▸ **GIVEN PASSAGE**
Start of Block
Tuesday, August 27, 2013

New evidence on smoking and pregnancy

It’s no secret that smoking is bad for your health – and, for pregnant women, has serious impacts on the health of their unborn babies. Smoking during pregnancy not only  increases the chance for early labor and miscarriage , but also  lowers the unborn baby’s heart rate, limits the oxygen he receives, , and increases his risk of lung disease later in life.

Now there is new evidence that provides pregnant mothers with one more reason to avoid smoking: A new systematic review published in the British Medical Journal found that children whose mothers smoked during pregnancy were more likely to be overweight.

The analysis reviewed a total of 30 prospective studies to identify factors during pregnancy and infancy that led to obesity in childhood. Children whose mothers smoked during pregnancy were 47% more likely to be obese.

The review also found that children were significantly more likely to be overweight if their mothers were overweight before giving birth, or if they were fed solids before they were 4 months old.
End of Block
▸ **EXERCISE SET**
**A.** Output, word for word, the part of the post on smoking and pregnancy that opens with the words containing "New evidence on" and closes with "to be obese.".
**B.** In the post on smoking and pregnancy, how many prospective studies did the analysis review?
**C.** Resume the post on smoking and pregnancy after its last sentence.

▸ **EXCERPTED RECORDS**
Start of Block
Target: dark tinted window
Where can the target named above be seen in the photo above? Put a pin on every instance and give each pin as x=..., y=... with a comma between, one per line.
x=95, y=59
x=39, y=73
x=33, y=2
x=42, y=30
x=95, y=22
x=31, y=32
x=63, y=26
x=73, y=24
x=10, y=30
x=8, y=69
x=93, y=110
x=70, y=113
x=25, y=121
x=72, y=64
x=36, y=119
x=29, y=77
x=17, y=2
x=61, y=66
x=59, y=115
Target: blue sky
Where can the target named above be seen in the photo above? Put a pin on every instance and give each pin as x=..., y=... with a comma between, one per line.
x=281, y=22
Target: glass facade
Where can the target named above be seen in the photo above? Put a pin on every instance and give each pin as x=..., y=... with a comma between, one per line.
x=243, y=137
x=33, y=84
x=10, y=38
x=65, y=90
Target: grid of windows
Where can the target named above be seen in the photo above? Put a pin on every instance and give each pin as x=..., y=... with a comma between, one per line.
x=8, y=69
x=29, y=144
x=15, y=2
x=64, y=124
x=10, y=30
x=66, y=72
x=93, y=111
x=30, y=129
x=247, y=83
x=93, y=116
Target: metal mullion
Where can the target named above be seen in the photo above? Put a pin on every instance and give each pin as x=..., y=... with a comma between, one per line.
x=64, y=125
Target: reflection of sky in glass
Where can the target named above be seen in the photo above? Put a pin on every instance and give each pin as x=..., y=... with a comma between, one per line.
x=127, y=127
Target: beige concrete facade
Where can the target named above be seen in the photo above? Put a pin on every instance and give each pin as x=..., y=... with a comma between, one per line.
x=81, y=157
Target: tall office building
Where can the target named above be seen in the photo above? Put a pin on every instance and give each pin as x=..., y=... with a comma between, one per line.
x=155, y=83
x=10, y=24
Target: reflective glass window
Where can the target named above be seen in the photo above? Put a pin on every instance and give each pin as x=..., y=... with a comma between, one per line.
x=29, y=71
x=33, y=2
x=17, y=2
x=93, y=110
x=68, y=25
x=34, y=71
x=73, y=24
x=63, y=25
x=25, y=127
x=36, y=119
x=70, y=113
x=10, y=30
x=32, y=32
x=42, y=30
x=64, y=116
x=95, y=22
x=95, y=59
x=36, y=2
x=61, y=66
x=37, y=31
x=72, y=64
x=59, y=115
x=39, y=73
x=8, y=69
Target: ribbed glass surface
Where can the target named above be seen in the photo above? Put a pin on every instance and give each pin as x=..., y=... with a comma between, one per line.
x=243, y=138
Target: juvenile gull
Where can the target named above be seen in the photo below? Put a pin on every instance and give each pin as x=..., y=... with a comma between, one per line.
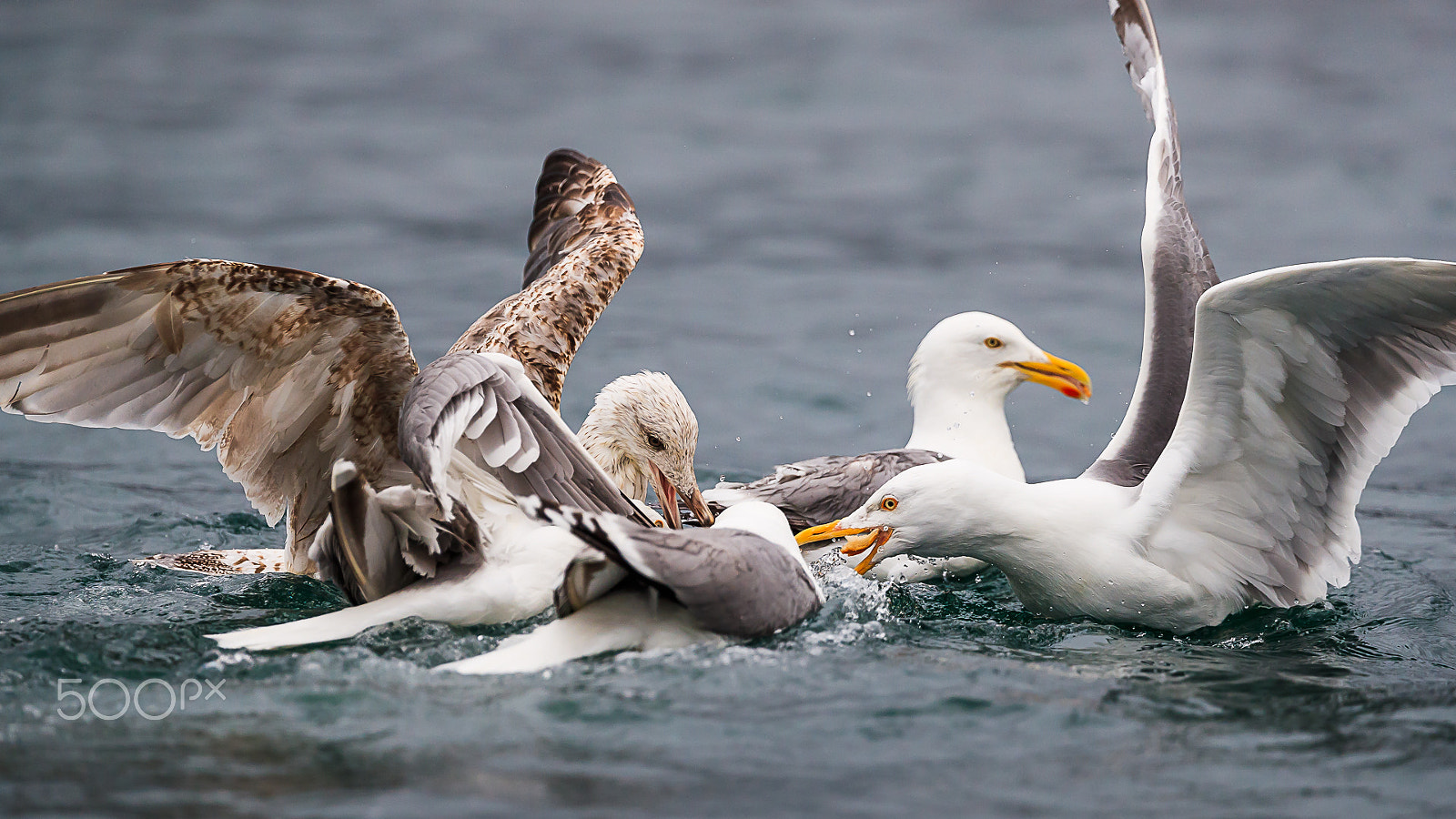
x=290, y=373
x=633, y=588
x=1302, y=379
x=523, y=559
End of Block
▸ **SET OF ANSWERS**
**A.**
New evidence on smoking and pregnancy

It’s no secret that smoking is bad for your health – and, for pregnant women, has serious impacts on the health of their unborn babies. Smoking during pregnancy not only  increases the chance for early labor and miscarriage , but also  lowers the unborn baby’s heart rate, limits the oxygen he receives, , and increases his risk of lung disease later in life.

Now there is new evidence that provides pregnant mothers with one more reason to avoid smoking: A new systematic review published in the British Medical Journal found that children whose mothers smoked during pregnancy were more likely to be overweight.

The analysis reviewed a total of 30 prospective studies to identify factors during pregnancy and infancy that led to obesity in childhood. Children whose mothers smoked during pregnancy were 47% more likely to be obese.

**B.** 30

**C.**
There were also some factors that seemed to protect against childhood obesity. Breastfed babies were 15 percent less likely to be overweight in childhood. Babies who gained weight more slowly during infancy were also significantly less likely to become overweight as children.

The review offers some solid guidelines for mothers during pregnancy and while caring for young infants. The authors also noted medical professionals could use the findings to develop screening guidelines for pregnant mothers and young babies.

The bottom line: Nutrition and health during pregnancy and infancy has an important impact on a child’s health and well-being.